Copy every entry below, exactly and in full.

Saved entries
● ● ● ● ●

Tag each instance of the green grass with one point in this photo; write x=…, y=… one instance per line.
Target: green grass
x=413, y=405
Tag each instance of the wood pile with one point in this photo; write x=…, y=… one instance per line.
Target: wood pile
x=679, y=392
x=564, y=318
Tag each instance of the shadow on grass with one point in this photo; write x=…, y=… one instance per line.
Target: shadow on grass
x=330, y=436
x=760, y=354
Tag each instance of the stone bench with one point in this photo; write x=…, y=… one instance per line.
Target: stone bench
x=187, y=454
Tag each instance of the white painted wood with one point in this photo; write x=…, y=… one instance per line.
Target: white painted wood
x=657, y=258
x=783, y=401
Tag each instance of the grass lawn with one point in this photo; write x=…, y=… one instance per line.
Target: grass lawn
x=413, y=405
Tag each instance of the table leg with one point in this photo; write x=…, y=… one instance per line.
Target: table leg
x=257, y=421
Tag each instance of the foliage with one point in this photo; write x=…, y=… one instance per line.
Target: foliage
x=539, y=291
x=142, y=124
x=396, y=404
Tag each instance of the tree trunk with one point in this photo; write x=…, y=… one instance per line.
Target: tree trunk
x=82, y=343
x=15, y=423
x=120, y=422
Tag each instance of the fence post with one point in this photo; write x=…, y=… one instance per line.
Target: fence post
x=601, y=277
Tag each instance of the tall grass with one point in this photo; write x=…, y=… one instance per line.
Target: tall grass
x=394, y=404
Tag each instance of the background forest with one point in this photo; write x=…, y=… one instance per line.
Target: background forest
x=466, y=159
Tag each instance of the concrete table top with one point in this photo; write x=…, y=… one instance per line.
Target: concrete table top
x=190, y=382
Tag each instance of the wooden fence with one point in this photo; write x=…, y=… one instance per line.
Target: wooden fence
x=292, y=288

● ● ● ● ●

=== Answer box ===
Tag each instance of the green grass with one point in this photo; write x=…, y=… one instance per line.
Target: green grass
x=413, y=405
Tag each instance of the wood pile with one point in this photo; write x=…, y=… one instance per line.
Target: wood pile
x=679, y=392
x=564, y=318
Tag each instance of the shadow on grass with one point in this photo; write x=…, y=… one instance per line.
Target: shadow on grass
x=330, y=436
x=760, y=354
Tag each instance of the stone bench with one point in this photo; write x=…, y=… one instance per line.
Target: stone bench
x=187, y=454
Tag each instance of the white painted wood with one point in this photo; write x=…, y=… one instance per line.
Target: white painted wood
x=657, y=258
x=783, y=401
Tag each instance of the grass lawn with one point in this photo; write x=…, y=… one instance per line.
Target: grass lawn
x=413, y=405
Tag each instance of the table leg with one point in this photo; write x=…, y=… one instance per line.
Target: table leg
x=257, y=421
Tag each instance of the foliage with one point in this photo; write x=…, y=… one instance per line.
Target: foliage
x=539, y=291
x=142, y=124
x=396, y=404
Tag each instance of the tree trunk with one point in this photo; write x=…, y=… one instance per line.
Target: tree trunk
x=82, y=343
x=15, y=423
x=120, y=422
Tag each instance of the fence post with one point in this photo; write x=…, y=… one instance per line.
Target: fence post
x=601, y=277
Tag each instance of the tall grass with one point in this photo; write x=…, y=… one instance per line.
Target: tall grass
x=394, y=404
Tag each instance of the background forest with one point in this photo; write x=…, y=… one instance per line.
Target: background forest
x=466, y=159
Tag each instance of the concrete table top with one point in this photo; write x=…, y=… one instance per line.
Target: concrete table top
x=190, y=382
Tag each instance of the wooden fence with one point in this photo; write x=…, y=… one instance per line.
Target: wooden fence
x=292, y=288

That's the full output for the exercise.